> **SOURCE**
Operators and Keywords

Function List:


function [f,p,cvg,iter,corp,covp,covr,stdresid,Z,r2]=

 Levenberg-Marquardt nonlinear regression of f(x,p) to y(x).

 Version 3.beta
 Optional parameters are in braces {}.
 x = vector or matrix of independent variables.
 y = vector or matrix of observed values.
 wt = statistical weights (same dimensions as y).  These should be
   set to be proportional to (sqrt of var(y))^-1; (That is, the
   covariance matrix of the data is assumed to be proportional to
   diagonal with diagonal equal to (wt.^2)^-1.  The constant of
   proportionality will be estimated.); default = ones( size (y)).
 pin = vec of initial parameters to be adjusted by leasqr.
 dp = fractional increment of p for numerical partial derivatives;
   default = .001*ones(size(pin))
   dp(j) > 0 means central differences on j-th parameter p(j).
   dp(j) < 0 means one-sided differences on j-th parameter p(j).
   dp(j) = 0 holds p(j) fixed i.e. leasqr wont change initial guess: pin(j)
 F = name of function in quotes or function handle; the function
   shall be of the form y=f(x,p), with y, x, p of the form y, x, pin
   as described above.
 dFdp = name of partial derivative function in quotes or function
 handle; default is 'dfdp', a slow but general partial derivatives
 function; the function shall be of the form
 prt=dfdp(x,f,p,dp,F[,bounds]). For backwards compatibility, the
 function will only be called with an extra 'bounds' argument if the
 'bounds' option is explicitely specified to leasqr (see dfdp.m).
 stol = scalar tolerance on fractional improvement in scalar sum of
   squares = sum((wt.*(y-f))^2); default stol = .0001;
 niter = scalar maximum number of iterations; default = 20;
 options = structure, currently recognized fields are 'fract_prec',
 'max_fract_change', 'inequc', 'bounds', and 'equc'. For backwards
 compatibility, 'options' can also be a matrix whose first and
 second column contains the values of 'fract_prec' and
 'max_fract_change', respectively.
   Field 'options.fract_prec': column vector (same length as 'pin')
   of desired fractional precisions in parameter estimates.
   Iterations are terminated if change in parameter vector (chg)
   relative to current parameter estimate is less than their
   corresponding elements in 'options.fract_prec' [ie. all (abs
   (chg) < abs (options.fract_prec .* current_parm_est))] on two
   consecutive iterations, default = zeros().
   Field 'options.max_fract_change': column vector (same length as
   'pin) of maximum fractional step changes in parameter vector.
   Fractional change in elements of parameter vector is constrained to
   be at most 'options.max_fract_change' between sucessive iterations.

> **WHAT YOU SHOULD DO**
According to the leasqr documentation, what happens to parameter p(j) when dp(j) is set to 0? The items that follow come from a separate source.

> **INFORMATION GIVEN**
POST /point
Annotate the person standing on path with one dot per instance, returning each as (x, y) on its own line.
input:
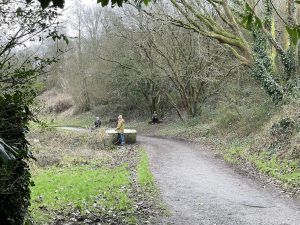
(120, 129)
(97, 122)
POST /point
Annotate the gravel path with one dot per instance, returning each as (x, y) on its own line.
(202, 190)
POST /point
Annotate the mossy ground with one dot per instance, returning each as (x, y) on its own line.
(89, 185)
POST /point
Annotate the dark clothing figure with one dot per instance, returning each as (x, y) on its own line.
(154, 117)
(97, 122)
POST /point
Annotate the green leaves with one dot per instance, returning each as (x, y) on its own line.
(294, 33)
(120, 2)
(7, 153)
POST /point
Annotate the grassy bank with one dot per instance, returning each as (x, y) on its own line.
(79, 183)
(269, 152)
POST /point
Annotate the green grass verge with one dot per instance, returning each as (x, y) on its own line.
(285, 170)
(83, 120)
(61, 189)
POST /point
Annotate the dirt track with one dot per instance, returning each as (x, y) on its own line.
(202, 190)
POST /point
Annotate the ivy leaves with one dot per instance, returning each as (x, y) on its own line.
(294, 33)
(250, 21)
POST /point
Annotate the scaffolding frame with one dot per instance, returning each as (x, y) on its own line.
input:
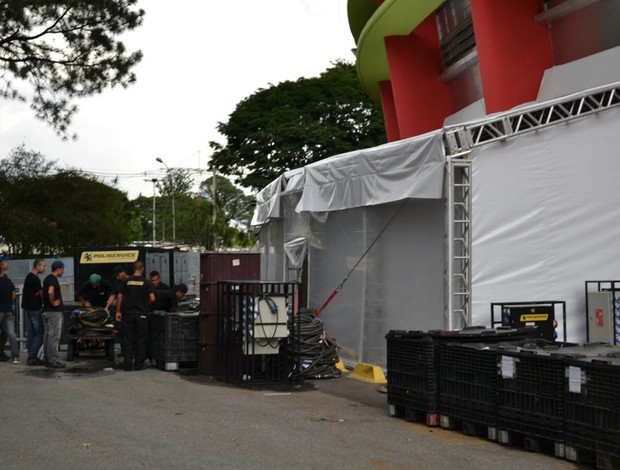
(459, 142)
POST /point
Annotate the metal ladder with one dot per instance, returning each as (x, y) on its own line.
(458, 143)
(459, 242)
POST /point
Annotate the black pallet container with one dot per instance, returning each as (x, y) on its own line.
(530, 390)
(252, 352)
(173, 340)
(178, 326)
(468, 382)
(592, 400)
(413, 364)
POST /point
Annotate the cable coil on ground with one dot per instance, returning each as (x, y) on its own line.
(90, 321)
(318, 354)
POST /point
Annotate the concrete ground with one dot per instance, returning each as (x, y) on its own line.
(96, 417)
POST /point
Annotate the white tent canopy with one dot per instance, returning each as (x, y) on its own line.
(408, 169)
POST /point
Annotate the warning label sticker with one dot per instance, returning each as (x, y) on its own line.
(535, 317)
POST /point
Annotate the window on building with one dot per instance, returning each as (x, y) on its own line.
(456, 32)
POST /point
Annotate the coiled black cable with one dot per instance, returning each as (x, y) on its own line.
(317, 354)
(90, 322)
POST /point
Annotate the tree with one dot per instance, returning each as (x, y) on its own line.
(233, 212)
(231, 203)
(176, 181)
(65, 50)
(53, 213)
(295, 123)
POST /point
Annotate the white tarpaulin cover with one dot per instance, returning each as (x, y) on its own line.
(407, 169)
(545, 212)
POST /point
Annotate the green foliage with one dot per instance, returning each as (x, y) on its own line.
(54, 212)
(232, 204)
(64, 50)
(295, 123)
(177, 181)
(194, 216)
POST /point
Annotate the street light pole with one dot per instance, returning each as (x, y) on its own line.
(153, 180)
(174, 223)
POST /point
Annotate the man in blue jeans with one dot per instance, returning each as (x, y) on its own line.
(32, 304)
(52, 315)
(7, 317)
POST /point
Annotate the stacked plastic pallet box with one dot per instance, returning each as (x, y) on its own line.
(592, 401)
(530, 395)
(468, 387)
(174, 340)
(413, 363)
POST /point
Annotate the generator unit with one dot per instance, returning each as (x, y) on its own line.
(542, 315)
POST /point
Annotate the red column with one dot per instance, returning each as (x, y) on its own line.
(513, 51)
(389, 111)
(421, 101)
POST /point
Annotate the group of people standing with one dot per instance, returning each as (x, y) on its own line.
(133, 295)
(42, 304)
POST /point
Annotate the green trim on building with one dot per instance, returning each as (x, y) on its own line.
(392, 18)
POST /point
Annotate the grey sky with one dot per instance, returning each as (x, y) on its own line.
(200, 59)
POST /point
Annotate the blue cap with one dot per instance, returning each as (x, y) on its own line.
(181, 287)
(57, 265)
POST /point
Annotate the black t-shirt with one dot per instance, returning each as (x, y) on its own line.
(135, 291)
(51, 280)
(165, 300)
(6, 294)
(30, 298)
(97, 295)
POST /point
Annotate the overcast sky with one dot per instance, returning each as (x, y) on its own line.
(200, 59)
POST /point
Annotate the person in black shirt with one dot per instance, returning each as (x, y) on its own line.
(32, 303)
(156, 281)
(135, 294)
(52, 315)
(119, 276)
(96, 292)
(167, 300)
(7, 317)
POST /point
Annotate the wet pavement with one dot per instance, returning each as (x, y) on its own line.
(95, 415)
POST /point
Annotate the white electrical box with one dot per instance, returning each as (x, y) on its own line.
(604, 317)
(270, 315)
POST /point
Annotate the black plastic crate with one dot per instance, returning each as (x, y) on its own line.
(530, 389)
(174, 325)
(187, 354)
(413, 362)
(593, 404)
(468, 382)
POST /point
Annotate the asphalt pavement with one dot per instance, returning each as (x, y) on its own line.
(95, 415)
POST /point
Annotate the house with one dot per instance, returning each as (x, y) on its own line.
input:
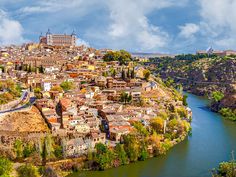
(75, 147)
(117, 132)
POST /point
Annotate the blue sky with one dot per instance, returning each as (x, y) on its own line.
(163, 26)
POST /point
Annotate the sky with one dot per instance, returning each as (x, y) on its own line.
(160, 26)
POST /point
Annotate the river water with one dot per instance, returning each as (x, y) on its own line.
(212, 141)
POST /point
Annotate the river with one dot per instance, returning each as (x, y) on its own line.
(212, 141)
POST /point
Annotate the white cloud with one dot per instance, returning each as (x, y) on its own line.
(11, 31)
(129, 23)
(188, 30)
(218, 22)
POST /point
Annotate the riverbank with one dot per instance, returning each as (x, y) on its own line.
(212, 141)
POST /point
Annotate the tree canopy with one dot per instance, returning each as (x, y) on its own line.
(122, 56)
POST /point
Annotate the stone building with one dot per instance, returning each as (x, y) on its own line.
(58, 39)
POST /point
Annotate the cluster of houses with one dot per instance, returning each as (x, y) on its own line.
(92, 111)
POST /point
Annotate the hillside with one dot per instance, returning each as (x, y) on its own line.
(202, 76)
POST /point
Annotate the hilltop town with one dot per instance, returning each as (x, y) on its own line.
(60, 101)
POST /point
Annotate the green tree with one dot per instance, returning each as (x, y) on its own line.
(228, 113)
(29, 68)
(122, 56)
(123, 75)
(185, 103)
(58, 151)
(217, 96)
(18, 148)
(5, 166)
(125, 97)
(104, 156)
(128, 73)
(28, 150)
(131, 145)
(157, 124)
(28, 170)
(146, 74)
(41, 69)
(132, 74)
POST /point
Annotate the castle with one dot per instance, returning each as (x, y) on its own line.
(58, 39)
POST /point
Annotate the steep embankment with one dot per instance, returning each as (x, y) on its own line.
(203, 77)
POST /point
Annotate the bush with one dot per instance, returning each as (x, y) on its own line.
(228, 113)
(28, 170)
(5, 166)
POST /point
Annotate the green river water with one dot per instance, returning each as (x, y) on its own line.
(212, 141)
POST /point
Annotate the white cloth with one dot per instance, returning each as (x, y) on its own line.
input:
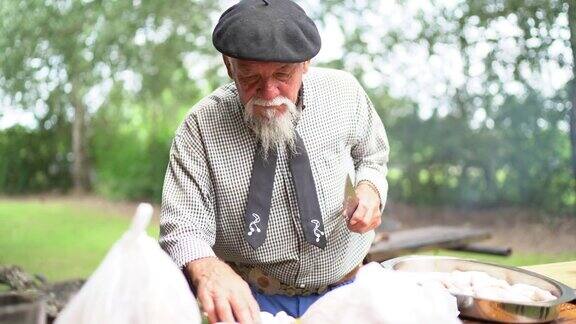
(384, 297)
(137, 283)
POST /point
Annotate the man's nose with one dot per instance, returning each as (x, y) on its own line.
(268, 90)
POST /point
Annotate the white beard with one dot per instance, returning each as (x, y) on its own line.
(272, 130)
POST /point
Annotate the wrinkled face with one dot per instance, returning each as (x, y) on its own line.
(266, 81)
(268, 92)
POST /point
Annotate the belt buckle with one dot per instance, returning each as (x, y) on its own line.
(264, 283)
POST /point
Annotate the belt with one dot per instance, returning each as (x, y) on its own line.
(271, 286)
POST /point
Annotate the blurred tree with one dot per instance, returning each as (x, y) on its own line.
(78, 51)
(502, 127)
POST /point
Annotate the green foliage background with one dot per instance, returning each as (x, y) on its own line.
(53, 53)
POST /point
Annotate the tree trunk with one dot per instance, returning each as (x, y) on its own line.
(80, 178)
(572, 26)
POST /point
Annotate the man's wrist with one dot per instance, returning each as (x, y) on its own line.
(195, 268)
(371, 186)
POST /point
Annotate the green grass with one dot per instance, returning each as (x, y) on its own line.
(60, 240)
(63, 240)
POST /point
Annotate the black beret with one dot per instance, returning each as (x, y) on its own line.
(267, 30)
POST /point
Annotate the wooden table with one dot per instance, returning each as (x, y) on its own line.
(565, 272)
(425, 238)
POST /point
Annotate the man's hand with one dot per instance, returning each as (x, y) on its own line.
(366, 214)
(224, 296)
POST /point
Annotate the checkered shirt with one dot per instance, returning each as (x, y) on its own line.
(208, 177)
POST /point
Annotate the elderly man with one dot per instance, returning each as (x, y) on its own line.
(253, 198)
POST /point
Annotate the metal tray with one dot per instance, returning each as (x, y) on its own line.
(492, 310)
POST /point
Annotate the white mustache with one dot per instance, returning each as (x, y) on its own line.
(280, 100)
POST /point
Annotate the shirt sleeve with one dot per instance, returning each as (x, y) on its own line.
(370, 150)
(187, 218)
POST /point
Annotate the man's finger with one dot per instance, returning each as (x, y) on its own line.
(224, 310)
(208, 306)
(241, 310)
(350, 207)
(360, 214)
(254, 308)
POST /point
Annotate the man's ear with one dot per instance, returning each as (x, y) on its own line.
(228, 64)
(305, 66)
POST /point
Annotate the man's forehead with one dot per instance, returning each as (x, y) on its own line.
(246, 65)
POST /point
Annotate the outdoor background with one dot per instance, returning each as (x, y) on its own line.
(478, 99)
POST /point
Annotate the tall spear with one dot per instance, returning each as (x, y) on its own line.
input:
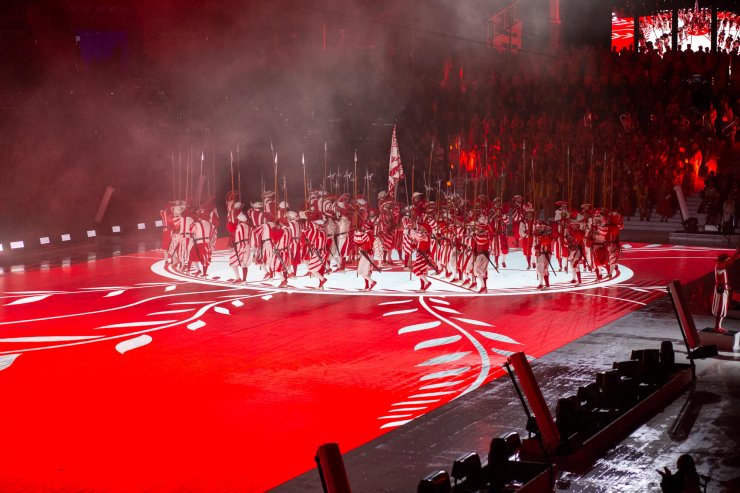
(485, 162)
(200, 177)
(431, 156)
(413, 163)
(567, 175)
(603, 181)
(592, 175)
(285, 190)
(238, 173)
(325, 169)
(611, 189)
(187, 178)
(231, 166)
(534, 192)
(174, 188)
(354, 195)
(276, 190)
(305, 190)
(524, 167)
(368, 178)
(179, 174)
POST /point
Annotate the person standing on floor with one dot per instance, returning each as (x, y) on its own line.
(722, 293)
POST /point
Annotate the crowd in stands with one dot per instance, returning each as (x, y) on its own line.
(616, 129)
(655, 121)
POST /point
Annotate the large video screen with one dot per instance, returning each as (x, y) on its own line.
(694, 29)
(623, 32)
(728, 31)
(655, 31)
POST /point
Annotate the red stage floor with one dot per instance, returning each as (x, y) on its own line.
(119, 375)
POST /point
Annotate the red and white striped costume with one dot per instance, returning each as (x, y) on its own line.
(559, 236)
(466, 254)
(167, 225)
(201, 252)
(526, 239)
(280, 239)
(317, 242)
(215, 220)
(482, 239)
(364, 241)
(499, 239)
(517, 216)
(297, 245)
(407, 242)
(421, 266)
(543, 250)
(185, 243)
(240, 254)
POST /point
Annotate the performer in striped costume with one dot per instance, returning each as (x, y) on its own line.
(467, 258)
(201, 251)
(297, 245)
(526, 235)
(421, 264)
(363, 238)
(559, 234)
(543, 250)
(500, 241)
(168, 224)
(482, 243)
(576, 246)
(240, 251)
(315, 238)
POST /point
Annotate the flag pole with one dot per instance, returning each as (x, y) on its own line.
(277, 196)
(238, 173)
(231, 166)
(200, 176)
(305, 189)
(354, 195)
(174, 188)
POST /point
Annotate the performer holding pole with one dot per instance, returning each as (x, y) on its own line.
(431, 156)
(363, 238)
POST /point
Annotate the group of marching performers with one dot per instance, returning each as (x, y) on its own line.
(455, 239)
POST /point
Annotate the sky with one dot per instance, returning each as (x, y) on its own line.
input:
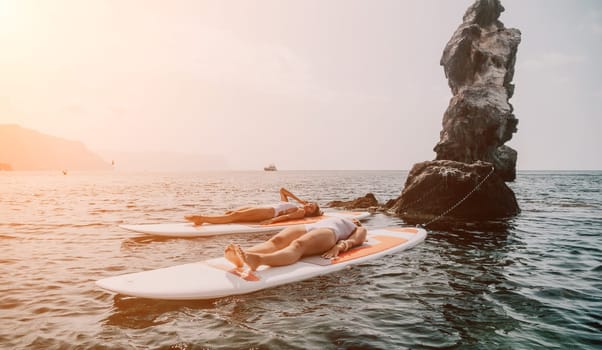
(304, 84)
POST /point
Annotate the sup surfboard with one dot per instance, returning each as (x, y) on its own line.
(187, 229)
(218, 277)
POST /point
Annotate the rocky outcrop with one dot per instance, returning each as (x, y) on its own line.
(479, 64)
(453, 189)
(368, 201)
(26, 149)
(467, 178)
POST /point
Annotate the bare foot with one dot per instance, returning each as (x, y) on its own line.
(252, 260)
(230, 254)
(196, 219)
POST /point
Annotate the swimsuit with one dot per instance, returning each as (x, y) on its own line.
(342, 228)
(281, 207)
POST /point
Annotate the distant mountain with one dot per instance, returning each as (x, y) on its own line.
(164, 161)
(26, 149)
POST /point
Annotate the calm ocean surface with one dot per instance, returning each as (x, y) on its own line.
(532, 282)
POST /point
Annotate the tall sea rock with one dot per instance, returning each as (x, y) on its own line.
(467, 178)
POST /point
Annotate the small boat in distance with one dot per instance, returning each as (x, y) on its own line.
(270, 167)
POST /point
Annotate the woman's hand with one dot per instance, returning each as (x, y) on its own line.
(333, 252)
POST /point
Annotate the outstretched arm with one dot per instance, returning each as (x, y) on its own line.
(284, 194)
(356, 239)
(299, 213)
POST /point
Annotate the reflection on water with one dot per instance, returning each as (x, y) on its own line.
(529, 282)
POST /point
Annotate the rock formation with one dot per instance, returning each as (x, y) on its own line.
(466, 180)
(479, 65)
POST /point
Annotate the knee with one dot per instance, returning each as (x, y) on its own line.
(277, 241)
(298, 245)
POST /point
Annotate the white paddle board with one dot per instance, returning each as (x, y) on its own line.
(187, 229)
(219, 278)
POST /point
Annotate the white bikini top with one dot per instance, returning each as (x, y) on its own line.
(342, 228)
(281, 207)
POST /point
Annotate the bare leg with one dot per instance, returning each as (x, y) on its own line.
(242, 215)
(312, 243)
(230, 254)
(280, 240)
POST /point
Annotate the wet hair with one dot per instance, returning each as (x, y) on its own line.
(316, 212)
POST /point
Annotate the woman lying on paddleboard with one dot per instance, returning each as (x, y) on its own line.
(327, 237)
(266, 214)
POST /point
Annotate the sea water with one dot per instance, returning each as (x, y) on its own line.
(530, 282)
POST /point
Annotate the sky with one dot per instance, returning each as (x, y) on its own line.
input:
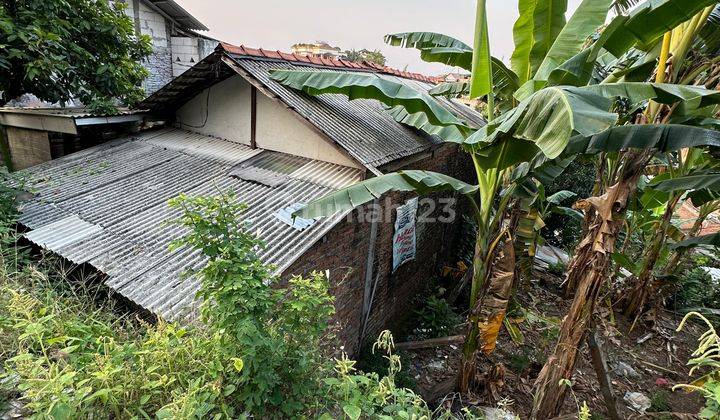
(278, 24)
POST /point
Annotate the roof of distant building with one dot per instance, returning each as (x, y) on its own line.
(361, 127)
(177, 13)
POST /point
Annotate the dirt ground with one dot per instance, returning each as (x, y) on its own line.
(647, 360)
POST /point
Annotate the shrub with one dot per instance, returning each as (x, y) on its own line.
(695, 289)
(437, 318)
(706, 356)
(257, 353)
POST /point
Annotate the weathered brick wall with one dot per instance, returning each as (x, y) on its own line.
(344, 252)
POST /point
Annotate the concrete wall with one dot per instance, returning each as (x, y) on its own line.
(228, 117)
(228, 111)
(278, 130)
(185, 53)
(344, 250)
(159, 63)
(27, 147)
(173, 53)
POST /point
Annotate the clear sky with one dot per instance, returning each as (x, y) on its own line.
(277, 24)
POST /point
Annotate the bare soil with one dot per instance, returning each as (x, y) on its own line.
(657, 357)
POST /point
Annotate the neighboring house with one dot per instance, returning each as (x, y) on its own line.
(317, 49)
(176, 44)
(456, 77)
(230, 127)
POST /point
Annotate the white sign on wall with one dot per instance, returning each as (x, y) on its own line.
(404, 237)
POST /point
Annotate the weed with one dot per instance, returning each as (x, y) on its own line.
(659, 401)
(436, 318)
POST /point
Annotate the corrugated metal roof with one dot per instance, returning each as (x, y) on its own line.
(65, 112)
(107, 206)
(362, 127)
(323, 62)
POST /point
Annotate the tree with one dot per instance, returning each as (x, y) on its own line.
(551, 105)
(75, 49)
(374, 56)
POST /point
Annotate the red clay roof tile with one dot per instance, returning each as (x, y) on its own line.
(325, 62)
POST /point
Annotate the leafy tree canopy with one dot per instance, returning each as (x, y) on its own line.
(374, 56)
(60, 50)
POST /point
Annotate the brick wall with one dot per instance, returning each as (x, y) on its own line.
(344, 252)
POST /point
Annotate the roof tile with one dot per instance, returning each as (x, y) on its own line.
(320, 61)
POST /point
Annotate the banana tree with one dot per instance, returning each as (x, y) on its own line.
(688, 172)
(552, 104)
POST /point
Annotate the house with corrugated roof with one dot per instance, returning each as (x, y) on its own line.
(230, 127)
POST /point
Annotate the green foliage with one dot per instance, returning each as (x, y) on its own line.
(60, 50)
(707, 356)
(562, 230)
(659, 402)
(374, 56)
(437, 318)
(368, 395)
(695, 289)
(264, 326)
(557, 268)
(72, 359)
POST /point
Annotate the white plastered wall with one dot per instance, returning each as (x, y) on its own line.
(277, 129)
(228, 111)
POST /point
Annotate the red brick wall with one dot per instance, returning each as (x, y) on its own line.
(344, 250)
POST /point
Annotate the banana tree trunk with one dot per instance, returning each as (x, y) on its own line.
(642, 288)
(588, 218)
(489, 308)
(588, 270)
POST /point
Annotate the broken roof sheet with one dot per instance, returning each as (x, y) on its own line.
(107, 206)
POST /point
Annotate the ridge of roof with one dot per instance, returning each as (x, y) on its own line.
(323, 62)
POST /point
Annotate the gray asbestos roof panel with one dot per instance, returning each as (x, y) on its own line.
(361, 126)
(107, 206)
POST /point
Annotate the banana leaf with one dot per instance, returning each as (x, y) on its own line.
(710, 33)
(561, 196)
(424, 40)
(451, 89)
(451, 56)
(550, 117)
(701, 181)
(691, 98)
(481, 82)
(712, 239)
(649, 21)
(578, 70)
(524, 39)
(548, 22)
(367, 86)
(588, 17)
(422, 182)
(662, 137)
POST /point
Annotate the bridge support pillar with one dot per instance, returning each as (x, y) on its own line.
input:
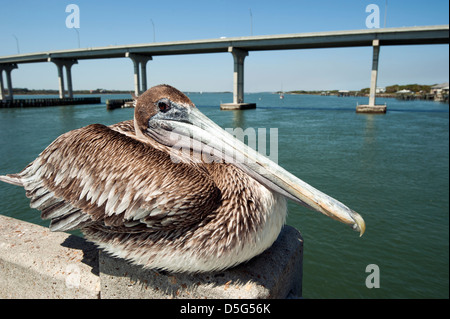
(238, 82)
(140, 71)
(67, 63)
(371, 107)
(7, 68)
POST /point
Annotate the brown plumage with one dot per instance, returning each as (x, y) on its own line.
(122, 187)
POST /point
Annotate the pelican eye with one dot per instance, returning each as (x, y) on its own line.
(163, 105)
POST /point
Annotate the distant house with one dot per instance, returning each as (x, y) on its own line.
(440, 91)
(344, 93)
(404, 91)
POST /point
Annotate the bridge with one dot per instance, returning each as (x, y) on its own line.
(239, 47)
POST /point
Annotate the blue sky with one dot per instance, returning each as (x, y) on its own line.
(41, 26)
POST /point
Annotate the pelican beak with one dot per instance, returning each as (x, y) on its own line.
(186, 128)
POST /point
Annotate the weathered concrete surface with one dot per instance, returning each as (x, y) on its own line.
(276, 273)
(36, 263)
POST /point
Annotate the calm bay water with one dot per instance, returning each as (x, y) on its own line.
(393, 169)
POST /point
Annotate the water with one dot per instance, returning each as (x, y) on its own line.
(393, 169)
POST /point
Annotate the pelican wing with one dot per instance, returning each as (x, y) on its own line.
(100, 175)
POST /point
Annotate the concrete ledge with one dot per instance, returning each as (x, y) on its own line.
(36, 263)
(237, 106)
(374, 109)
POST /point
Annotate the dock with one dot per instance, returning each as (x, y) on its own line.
(48, 102)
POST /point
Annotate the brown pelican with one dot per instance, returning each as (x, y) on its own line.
(137, 196)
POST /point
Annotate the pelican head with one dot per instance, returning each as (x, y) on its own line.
(167, 116)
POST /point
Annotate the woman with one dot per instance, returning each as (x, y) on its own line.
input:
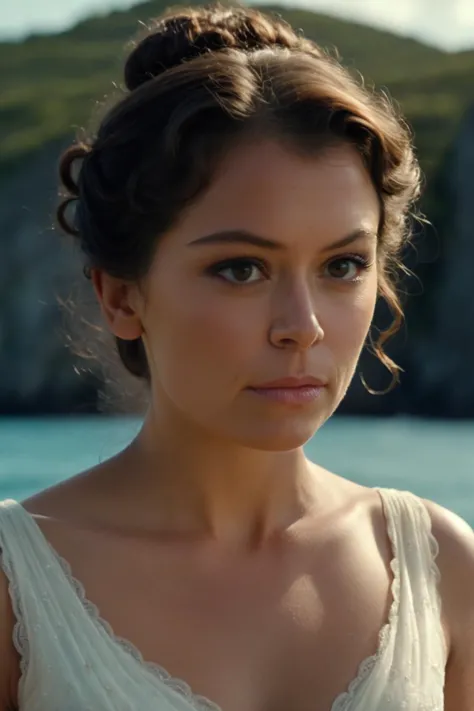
(240, 210)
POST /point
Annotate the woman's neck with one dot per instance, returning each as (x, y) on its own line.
(186, 482)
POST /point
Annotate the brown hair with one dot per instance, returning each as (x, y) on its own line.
(197, 80)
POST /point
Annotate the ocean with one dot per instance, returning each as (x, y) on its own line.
(434, 459)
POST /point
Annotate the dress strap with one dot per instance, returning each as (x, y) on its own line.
(416, 550)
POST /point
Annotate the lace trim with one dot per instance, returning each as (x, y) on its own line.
(181, 687)
(343, 701)
(435, 572)
(19, 636)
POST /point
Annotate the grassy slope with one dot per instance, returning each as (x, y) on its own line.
(49, 84)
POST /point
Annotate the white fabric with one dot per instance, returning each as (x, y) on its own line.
(71, 660)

> **WRITTEN REPLY**
It is held fixed, so leasqr won't change its initial guess, pin(j).